◆ **Your objective**
Revise all the records, replacing every "place a point on" with "mark" and leaving everything else unchanged. Omit the pictures from your answer.

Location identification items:
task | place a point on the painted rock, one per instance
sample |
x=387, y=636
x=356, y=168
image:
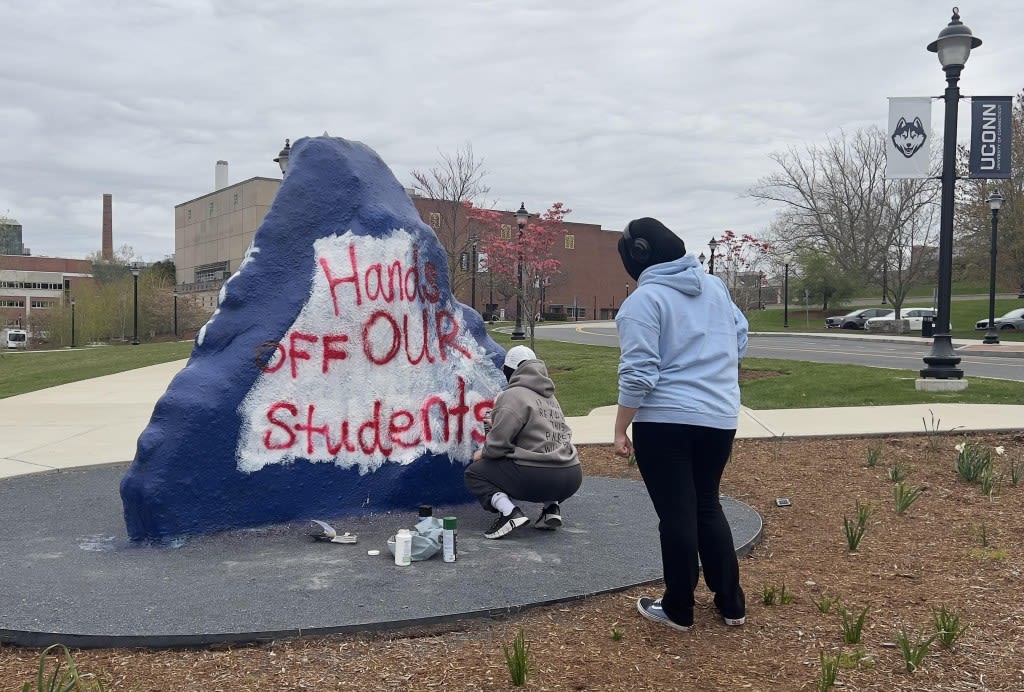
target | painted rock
x=337, y=377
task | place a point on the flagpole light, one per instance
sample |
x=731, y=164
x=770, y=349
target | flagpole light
x=952, y=47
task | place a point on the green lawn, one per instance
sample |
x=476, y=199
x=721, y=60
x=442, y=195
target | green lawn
x=585, y=377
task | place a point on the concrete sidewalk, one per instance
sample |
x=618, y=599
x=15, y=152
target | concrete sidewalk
x=97, y=422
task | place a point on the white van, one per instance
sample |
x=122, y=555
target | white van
x=15, y=338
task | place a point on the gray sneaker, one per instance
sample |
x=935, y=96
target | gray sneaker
x=504, y=525
x=651, y=609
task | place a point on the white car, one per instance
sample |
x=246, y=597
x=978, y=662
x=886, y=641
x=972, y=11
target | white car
x=914, y=316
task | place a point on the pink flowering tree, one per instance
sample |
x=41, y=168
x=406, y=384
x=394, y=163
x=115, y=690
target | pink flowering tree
x=739, y=261
x=503, y=243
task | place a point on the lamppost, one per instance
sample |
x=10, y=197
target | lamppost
x=785, y=291
x=282, y=158
x=994, y=202
x=134, y=337
x=521, y=216
x=472, y=282
x=952, y=46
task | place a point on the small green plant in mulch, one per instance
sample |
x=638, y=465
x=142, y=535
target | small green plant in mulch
x=827, y=674
x=973, y=461
x=873, y=455
x=913, y=652
x=853, y=628
x=904, y=495
x=825, y=603
x=855, y=528
x=67, y=680
x=772, y=595
x=947, y=625
x=898, y=471
x=517, y=658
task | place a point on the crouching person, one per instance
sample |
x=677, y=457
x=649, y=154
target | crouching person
x=528, y=453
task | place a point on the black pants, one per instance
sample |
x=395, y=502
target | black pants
x=530, y=483
x=682, y=468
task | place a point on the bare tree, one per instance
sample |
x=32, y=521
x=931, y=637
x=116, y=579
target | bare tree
x=456, y=181
x=837, y=201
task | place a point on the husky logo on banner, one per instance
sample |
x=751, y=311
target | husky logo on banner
x=908, y=153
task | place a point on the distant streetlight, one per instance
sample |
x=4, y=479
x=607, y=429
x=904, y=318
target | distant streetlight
x=282, y=158
x=472, y=292
x=952, y=46
x=521, y=216
x=992, y=335
x=134, y=274
x=785, y=291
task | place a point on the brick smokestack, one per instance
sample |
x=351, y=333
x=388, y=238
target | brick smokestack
x=108, y=252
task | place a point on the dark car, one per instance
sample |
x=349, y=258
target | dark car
x=856, y=319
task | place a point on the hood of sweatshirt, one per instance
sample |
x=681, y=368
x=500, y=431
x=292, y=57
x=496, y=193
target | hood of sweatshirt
x=684, y=274
x=534, y=376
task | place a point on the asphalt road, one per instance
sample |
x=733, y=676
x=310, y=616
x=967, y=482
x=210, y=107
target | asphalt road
x=843, y=348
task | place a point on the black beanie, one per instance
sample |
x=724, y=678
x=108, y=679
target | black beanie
x=664, y=246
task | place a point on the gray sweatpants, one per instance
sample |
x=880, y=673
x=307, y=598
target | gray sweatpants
x=529, y=483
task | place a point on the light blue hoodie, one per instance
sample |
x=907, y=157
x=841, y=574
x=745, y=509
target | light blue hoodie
x=681, y=338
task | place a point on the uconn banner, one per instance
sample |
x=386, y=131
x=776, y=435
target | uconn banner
x=990, y=117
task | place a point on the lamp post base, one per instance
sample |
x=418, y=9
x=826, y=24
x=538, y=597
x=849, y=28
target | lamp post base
x=942, y=360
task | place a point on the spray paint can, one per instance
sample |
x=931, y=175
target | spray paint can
x=450, y=536
x=403, y=548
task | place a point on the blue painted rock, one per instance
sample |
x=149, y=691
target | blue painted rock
x=337, y=377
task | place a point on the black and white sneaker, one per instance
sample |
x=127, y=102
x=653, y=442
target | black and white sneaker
x=505, y=524
x=550, y=519
x=651, y=609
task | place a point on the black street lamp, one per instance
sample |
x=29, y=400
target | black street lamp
x=134, y=337
x=952, y=46
x=472, y=282
x=282, y=158
x=711, y=262
x=994, y=202
x=521, y=216
x=785, y=292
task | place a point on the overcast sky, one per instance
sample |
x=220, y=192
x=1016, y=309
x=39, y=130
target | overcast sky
x=621, y=110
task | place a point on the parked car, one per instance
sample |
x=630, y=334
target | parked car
x=913, y=315
x=856, y=319
x=1011, y=320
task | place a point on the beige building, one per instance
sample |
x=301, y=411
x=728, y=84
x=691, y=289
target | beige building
x=212, y=233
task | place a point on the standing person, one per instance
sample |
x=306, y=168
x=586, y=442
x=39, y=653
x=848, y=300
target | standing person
x=528, y=452
x=681, y=338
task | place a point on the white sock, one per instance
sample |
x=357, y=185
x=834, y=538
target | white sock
x=501, y=502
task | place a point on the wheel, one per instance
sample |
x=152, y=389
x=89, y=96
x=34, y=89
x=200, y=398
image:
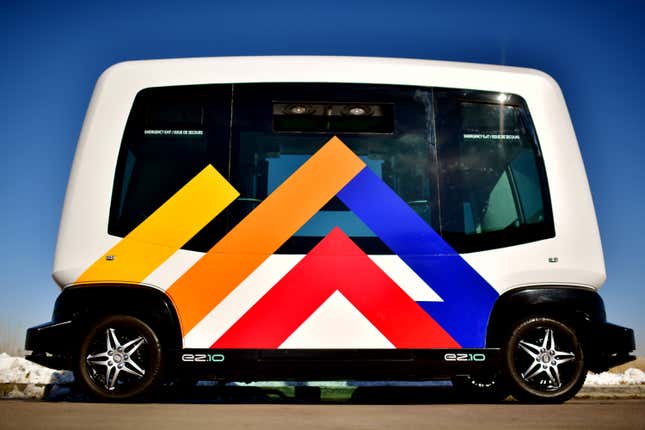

◆ **Correct result**
task | mark the painted rock, one per instance
sample |
x=387, y=636
x=356, y=168
image:
target | painted rock
x=337, y=377
task | mark the flagpole light, one per instance
sample |
x=731, y=164
x=770, y=349
target | flagpole light
x=952, y=47
task | mark the green lawn, one per instance
sample |
x=476, y=199
x=721, y=60
x=442, y=195
target | green lawn
x=585, y=377
task | mark the concrete sidewalk, one per instance
sample |
x=618, y=599
x=15, y=152
target | concrete sidewalk
x=97, y=422
task | mark the white van, one per instance
sample |
x=122, y=555
target | white van
x=15, y=338
task | mark the gray sneaker, one per instance
sample |
x=935, y=96
target | gray sneaker
x=504, y=525
x=651, y=609
task | mark the white car, one per instance
sample |
x=246, y=597
x=978, y=662
x=886, y=641
x=972, y=11
target | white car
x=914, y=316
task | mark the pink flowering tree, one per instance
sample |
x=41, y=168
x=406, y=384
x=394, y=163
x=115, y=690
target | pink flowering tree
x=739, y=261
x=503, y=243
task | mark the lamppost, one per instance
sample |
x=10, y=197
target | lamppost
x=785, y=291
x=282, y=158
x=994, y=202
x=134, y=337
x=521, y=216
x=472, y=282
x=952, y=46
task | mark the small green plant in mulch, one per instance
sample |
x=638, y=465
x=142, y=535
target | small green plant in mulch
x=827, y=674
x=973, y=461
x=873, y=455
x=913, y=652
x=853, y=628
x=904, y=495
x=825, y=603
x=855, y=528
x=67, y=680
x=772, y=595
x=947, y=625
x=898, y=471
x=517, y=658
task | mark the crouching person, one per instance
sample |
x=677, y=457
x=649, y=154
target | crouching person
x=528, y=453
task | mark the black pants, one per instance
sample |
x=395, y=502
target | black pants
x=530, y=483
x=682, y=468
task | mark the bare tree, one per instance
sample |
x=32, y=521
x=931, y=637
x=116, y=579
target | bare tree
x=456, y=181
x=837, y=201
task | mark the husky logo on banner, one per instance
sample |
x=751, y=311
target | husky logo on banner
x=908, y=153
task | mark the distant streetlight, one per instance
sample |
x=4, y=479
x=607, y=429
x=904, y=318
target | distant streetlight
x=282, y=158
x=472, y=292
x=952, y=46
x=521, y=216
x=992, y=335
x=134, y=274
x=785, y=291
task | mark the brick smokestack, one per instance
sample |
x=351, y=333
x=388, y=238
target | brick smokestack
x=108, y=252
task | mark the dark car, one per instance
sample |
x=349, y=258
target | dark car
x=856, y=319
task | mark the hood of sweatshirt, one per instance
sample |
x=681, y=368
x=500, y=431
x=292, y=57
x=496, y=193
target | hood of sweatshirt
x=684, y=274
x=534, y=376
task | mark the asphalt road, one per instance
sample |
x=733, y=676
x=310, y=616
x=967, y=482
x=210, y=107
target | asphalt road
x=843, y=348
task | mark the black beanie, one per instance
sample |
x=724, y=678
x=108, y=679
target | black beanie
x=664, y=246
task | mark the gray sweatpants, one per instance
sample |
x=880, y=673
x=307, y=598
target | gray sweatpants
x=529, y=483
task | mark the light blue hoodie, one per instance
sample |
x=907, y=157
x=841, y=574
x=745, y=509
target | light blue hoodie
x=681, y=338
task | mark the uconn banner, one per instance
sample |
x=386, y=131
x=776, y=435
target | uconn banner
x=990, y=117
task | mark the lamp post base, one per instance
sample |
x=418, y=9
x=826, y=24
x=538, y=597
x=849, y=28
target | lamp post base
x=942, y=360
task | mark the spray paint can, one per instance
sample |
x=931, y=175
target | spray paint can
x=450, y=536
x=403, y=548
task | mark the blue painted rock, one per instance
sample |
x=149, y=691
target | blue painted rock
x=337, y=377
task | mark the black and white sneaker, one per instance
sample |
x=127, y=102
x=653, y=442
target | black and white sneaker
x=505, y=524
x=550, y=519
x=651, y=609
task | mark the black street lamp, one per instance
sample |
x=29, y=400
target | black street lamp
x=134, y=337
x=952, y=46
x=472, y=282
x=282, y=158
x=711, y=262
x=994, y=202
x=521, y=216
x=785, y=292
task | mark the overcast sky, one per instance
sample |
x=220, y=192
x=1016, y=309
x=39, y=130
target | overcast sky
x=621, y=110
task | mark the parked car, one per instance
sample |
x=630, y=334
target | parked car
x=913, y=315
x=856, y=319
x=1011, y=320
task | mark the beige building, one per instance
sample |
x=301, y=411
x=728, y=84
x=691, y=289
target | beige building
x=212, y=233
task | mark the standing person, one per instance
sample |
x=306, y=168
x=586, y=442
x=39, y=653
x=848, y=300
target | standing person
x=528, y=452
x=681, y=338
task | mark the white sock, one per instance
sample |
x=357, y=185
x=834, y=538
target | white sock
x=501, y=502
task | mark the wheel, one per instance
sample |
x=152, y=389
x=89, y=96
x=34, y=89
x=200, y=398
image:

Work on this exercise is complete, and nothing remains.